[Aim of the exercise]: Print, word for word, the lines of the items below, from the line with "Objective — drop a marker on each instance of the mounted" to the line with "[[388, 162], [326, 100], [266, 17], [294, 61]]", both included.

[Task data]:
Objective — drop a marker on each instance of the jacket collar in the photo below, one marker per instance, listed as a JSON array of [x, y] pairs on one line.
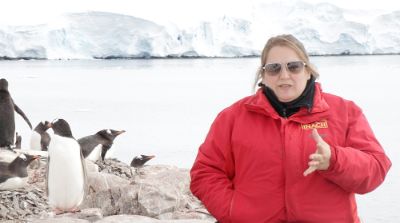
[[320, 109]]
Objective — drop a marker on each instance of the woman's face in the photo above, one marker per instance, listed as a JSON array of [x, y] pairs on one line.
[[287, 84]]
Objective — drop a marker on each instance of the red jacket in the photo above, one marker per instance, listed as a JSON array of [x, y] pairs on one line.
[[250, 167]]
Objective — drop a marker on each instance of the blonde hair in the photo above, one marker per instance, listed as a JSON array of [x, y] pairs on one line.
[[288, 41]]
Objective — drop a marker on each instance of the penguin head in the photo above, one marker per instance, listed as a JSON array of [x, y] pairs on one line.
[[3, 84], [23, 160], [42, 126], [61, 128], [109, 134], [139, 161]]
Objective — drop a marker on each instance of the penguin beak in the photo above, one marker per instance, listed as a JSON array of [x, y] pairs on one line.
[[120, 132]]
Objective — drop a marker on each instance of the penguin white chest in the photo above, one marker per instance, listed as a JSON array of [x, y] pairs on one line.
[[66, 174], [35, 141], [95, 154]]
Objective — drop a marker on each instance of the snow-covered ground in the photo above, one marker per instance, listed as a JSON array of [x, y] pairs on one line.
[[324, 29], [167, 105]]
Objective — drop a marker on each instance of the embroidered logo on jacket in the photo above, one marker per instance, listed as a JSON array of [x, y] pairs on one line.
[[315, 125]]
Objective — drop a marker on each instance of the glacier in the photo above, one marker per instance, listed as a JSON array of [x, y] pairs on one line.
[[324, 28]]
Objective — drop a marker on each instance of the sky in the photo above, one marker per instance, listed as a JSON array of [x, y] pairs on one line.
[[26, 12]]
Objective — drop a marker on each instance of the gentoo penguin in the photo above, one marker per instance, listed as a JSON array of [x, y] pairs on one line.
[[66, 171], [96, 146], [18, 141], [40, 139], [7, 119], [139, 161], [14, 175]]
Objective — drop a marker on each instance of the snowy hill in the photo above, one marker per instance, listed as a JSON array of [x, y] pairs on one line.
[[324, 29]]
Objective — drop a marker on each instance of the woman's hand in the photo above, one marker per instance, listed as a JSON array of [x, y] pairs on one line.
[[321, 158]]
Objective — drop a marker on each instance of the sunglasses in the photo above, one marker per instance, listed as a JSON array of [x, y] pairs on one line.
[[294, 67]]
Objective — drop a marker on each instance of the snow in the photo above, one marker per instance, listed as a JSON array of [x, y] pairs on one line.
[[323, 28], [167, 106]]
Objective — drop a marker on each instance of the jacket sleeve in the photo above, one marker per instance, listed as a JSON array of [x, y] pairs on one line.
[[361, 165], [212, 170]]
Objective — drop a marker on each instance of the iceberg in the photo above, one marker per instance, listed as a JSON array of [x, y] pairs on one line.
[[323, 28]]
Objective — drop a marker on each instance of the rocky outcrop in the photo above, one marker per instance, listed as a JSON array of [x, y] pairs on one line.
[[116, 193]]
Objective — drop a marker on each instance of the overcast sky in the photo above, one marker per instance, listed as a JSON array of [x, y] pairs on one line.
[[38, 11]]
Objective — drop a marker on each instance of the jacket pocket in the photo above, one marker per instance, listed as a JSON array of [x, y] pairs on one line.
[[231, 210]]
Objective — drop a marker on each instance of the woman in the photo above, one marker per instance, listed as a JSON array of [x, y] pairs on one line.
[[289, 153]]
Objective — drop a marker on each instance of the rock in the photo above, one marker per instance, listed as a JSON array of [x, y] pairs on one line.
[[156, 193]]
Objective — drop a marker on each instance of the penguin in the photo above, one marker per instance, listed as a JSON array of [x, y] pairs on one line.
[[40, 139], [66, 170], [14, 174], [96, 146], [18, 141], [139, 161], [7, 118]]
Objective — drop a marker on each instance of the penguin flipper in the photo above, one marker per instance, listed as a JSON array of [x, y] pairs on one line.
[[20, 112], [104, 150], [47, 176], [44, 141], [85, 183]]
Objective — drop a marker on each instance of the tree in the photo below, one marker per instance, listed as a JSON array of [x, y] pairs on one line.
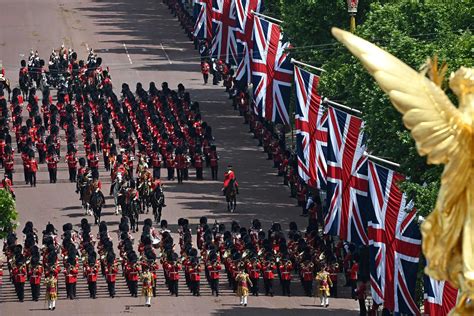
[[8, 213], [412, 31]]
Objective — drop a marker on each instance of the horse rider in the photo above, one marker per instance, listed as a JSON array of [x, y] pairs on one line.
[[228, 177]]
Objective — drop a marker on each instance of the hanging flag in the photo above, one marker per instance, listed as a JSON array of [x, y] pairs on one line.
[[440, 297], [394, 243], [224, 26], [271, 72], [245, 21], [311, 130], [203, 19], [347, 186]]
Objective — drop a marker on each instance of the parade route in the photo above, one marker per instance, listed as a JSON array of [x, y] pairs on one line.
[[141, 41]]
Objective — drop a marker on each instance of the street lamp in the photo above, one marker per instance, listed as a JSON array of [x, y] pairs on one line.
[[352, 9]]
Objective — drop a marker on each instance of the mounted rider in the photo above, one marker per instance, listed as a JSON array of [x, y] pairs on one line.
[[229, 177]]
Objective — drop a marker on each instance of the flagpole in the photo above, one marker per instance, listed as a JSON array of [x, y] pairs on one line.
[[388, 162], [326, 100], [266, 17], [294, 61]]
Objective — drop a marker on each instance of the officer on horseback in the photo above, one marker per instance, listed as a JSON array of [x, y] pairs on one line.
[[229, 177]]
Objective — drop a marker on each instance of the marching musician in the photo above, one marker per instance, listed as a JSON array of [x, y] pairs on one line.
[[147, 279], [324, 285], [35, 271]]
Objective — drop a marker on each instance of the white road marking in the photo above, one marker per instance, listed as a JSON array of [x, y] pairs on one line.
[[167, 57], [128, 55]]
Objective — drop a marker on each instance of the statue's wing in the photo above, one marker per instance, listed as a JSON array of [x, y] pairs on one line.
[[435, 123]]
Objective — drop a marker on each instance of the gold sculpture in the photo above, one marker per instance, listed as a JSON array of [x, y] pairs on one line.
[[444, 133]]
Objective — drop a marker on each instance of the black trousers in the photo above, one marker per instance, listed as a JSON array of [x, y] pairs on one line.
[[254, 286], [111, 288], [173, 287], [156, 172], [92, 289], [214, 172], [268, 284], [362, 308], [215, 286], [170, 173], [33, 179], [72, 174], [20, 290], [35, 291], [308, 287], [9, 174], [180, 175], [195, 287], [95, 172], [134, 288], [199, 173], [52, 175], [285, 286]]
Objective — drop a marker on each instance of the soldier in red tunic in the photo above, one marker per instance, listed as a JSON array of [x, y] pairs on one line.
[[285, 276], [111, 273], [268, 268], [72, 160], [19, 276], [52, 162], [205, 71], [214, 268], [35, 271]]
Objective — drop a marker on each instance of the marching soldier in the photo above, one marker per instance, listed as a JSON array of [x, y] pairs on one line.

[Written response]:
Objective — drop a marker on each instance of the mounted rider in the photo above, one marker per instance, listed as a JSON array of [x, y] pairs on one line.
[[229, 177]]
Objective — drop a marker on each instance of the flagpole in the photo above, one marker per instance, listed as a JSON array of [x, y] pairs on one line.
[[388, 162], [326, 100], [266, 17], [294, 61]]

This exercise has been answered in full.